Work required ▸
Copy out, precisely as given, the lines from the line with "target: tree trunk" to the end of the entries that follow.

** Task inputs follows **

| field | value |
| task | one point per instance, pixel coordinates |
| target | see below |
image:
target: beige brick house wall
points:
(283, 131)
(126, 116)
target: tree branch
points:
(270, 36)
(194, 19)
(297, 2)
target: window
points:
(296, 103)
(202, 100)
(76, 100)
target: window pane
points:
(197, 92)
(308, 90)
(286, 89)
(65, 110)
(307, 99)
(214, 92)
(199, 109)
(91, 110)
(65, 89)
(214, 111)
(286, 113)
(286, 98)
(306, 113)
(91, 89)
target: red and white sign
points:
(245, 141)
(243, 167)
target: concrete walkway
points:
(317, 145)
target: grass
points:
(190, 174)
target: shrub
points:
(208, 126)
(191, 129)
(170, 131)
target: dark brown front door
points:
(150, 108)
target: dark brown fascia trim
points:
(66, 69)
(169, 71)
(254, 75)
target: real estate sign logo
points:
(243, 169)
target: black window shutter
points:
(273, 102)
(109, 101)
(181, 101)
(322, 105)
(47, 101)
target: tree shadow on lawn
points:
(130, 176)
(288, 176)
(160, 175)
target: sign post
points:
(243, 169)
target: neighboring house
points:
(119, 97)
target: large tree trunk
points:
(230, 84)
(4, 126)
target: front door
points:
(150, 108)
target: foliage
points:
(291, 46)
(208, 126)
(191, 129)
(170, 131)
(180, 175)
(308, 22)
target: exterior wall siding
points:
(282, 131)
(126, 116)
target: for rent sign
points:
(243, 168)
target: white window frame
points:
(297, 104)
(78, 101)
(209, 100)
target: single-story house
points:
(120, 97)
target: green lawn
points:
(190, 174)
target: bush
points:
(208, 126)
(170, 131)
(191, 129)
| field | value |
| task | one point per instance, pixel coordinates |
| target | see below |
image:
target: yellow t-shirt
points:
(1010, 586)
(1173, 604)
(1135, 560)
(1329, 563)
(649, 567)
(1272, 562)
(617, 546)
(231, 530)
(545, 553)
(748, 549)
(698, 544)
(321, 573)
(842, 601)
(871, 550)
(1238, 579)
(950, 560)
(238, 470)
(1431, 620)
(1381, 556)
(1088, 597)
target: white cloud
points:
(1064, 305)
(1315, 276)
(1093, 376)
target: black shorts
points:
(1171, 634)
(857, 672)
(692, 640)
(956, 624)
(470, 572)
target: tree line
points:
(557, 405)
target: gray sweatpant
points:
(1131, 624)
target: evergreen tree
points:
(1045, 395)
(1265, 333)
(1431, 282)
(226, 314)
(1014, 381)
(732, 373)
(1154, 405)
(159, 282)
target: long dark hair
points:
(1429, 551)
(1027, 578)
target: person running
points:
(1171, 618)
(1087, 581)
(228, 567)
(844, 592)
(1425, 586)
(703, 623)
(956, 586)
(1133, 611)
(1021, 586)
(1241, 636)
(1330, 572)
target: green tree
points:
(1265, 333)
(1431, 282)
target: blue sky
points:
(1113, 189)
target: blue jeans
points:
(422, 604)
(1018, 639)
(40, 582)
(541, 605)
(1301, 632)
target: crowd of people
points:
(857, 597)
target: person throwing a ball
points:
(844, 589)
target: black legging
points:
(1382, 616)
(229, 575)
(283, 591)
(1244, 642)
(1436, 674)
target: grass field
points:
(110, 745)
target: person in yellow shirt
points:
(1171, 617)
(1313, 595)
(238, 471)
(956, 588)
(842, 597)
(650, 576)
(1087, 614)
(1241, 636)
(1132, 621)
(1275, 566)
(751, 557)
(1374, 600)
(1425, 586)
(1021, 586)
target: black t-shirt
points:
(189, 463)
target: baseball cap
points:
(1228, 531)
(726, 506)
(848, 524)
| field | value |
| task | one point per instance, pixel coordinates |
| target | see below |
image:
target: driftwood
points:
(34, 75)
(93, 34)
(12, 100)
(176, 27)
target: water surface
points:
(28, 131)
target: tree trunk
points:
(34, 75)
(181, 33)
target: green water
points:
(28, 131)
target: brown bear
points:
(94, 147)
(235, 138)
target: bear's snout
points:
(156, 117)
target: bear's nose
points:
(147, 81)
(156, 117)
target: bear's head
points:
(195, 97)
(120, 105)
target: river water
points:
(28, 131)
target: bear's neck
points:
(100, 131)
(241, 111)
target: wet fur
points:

** End of Task inputs **

The completed task ▸
target: tree trunk
points:
(34, 75)
(181, 33)
target: green water
points:
(28, 131)
target: brown bear
points:
(94, 147)
(235, 138)
target: bear's snout
points:
(156, 117)
target: bear's nose
points:
(147, 81)
(156, 117)
target: bear's head
points:
(195, 97)
(120, 105)
target: river water
points:
(28, 131)
target: bear's neck
points:
(100, 131)
(241, 111)
target: wet fur
points:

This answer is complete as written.